**Exercise brief:** Your task is to repeat exactly the lines below between the line holding "e.g. [[206, 418]]" and the line holding "e.g. [[399, 552]]", inclusive, and only those.

===== Working data =====

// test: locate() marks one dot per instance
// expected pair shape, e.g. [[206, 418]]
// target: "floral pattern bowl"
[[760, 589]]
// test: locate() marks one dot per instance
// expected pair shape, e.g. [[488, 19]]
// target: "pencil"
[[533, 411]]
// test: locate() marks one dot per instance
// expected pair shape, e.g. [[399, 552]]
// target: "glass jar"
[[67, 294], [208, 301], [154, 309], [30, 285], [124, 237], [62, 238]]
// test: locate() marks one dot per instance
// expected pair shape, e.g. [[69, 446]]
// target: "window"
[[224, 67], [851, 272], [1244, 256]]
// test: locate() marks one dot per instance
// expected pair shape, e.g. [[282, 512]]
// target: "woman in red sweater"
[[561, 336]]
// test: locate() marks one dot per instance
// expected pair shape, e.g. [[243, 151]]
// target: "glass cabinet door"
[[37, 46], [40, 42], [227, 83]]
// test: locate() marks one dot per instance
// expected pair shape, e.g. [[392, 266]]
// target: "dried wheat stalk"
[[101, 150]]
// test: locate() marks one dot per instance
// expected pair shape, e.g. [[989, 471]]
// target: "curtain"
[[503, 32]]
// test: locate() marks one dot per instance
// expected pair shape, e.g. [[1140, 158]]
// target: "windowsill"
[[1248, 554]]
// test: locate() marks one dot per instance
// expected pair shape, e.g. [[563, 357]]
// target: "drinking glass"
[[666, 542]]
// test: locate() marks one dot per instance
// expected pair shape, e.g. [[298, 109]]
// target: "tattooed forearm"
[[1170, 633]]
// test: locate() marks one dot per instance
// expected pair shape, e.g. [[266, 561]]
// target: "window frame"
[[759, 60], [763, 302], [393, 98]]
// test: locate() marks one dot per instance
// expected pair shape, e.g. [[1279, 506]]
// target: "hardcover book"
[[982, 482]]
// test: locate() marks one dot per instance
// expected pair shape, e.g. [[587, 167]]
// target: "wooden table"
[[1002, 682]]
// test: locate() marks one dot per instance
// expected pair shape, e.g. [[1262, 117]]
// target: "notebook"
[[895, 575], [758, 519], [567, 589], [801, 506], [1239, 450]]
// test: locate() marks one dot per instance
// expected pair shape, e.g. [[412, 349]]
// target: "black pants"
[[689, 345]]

=====

**Solution to the exercise:**
// expected pair shape, e.g. [[206, 418]]
// target: "floral pattern bowl"
[[760, 589]]
// test: locate() marks one dot per instance
// expected pair shape, e.g. [[488, 19]]
// target: "pencil"
[[533, 411]]
// test: locate() marks one dot per instance
// expected pair shape, e.g. [[399, 552]]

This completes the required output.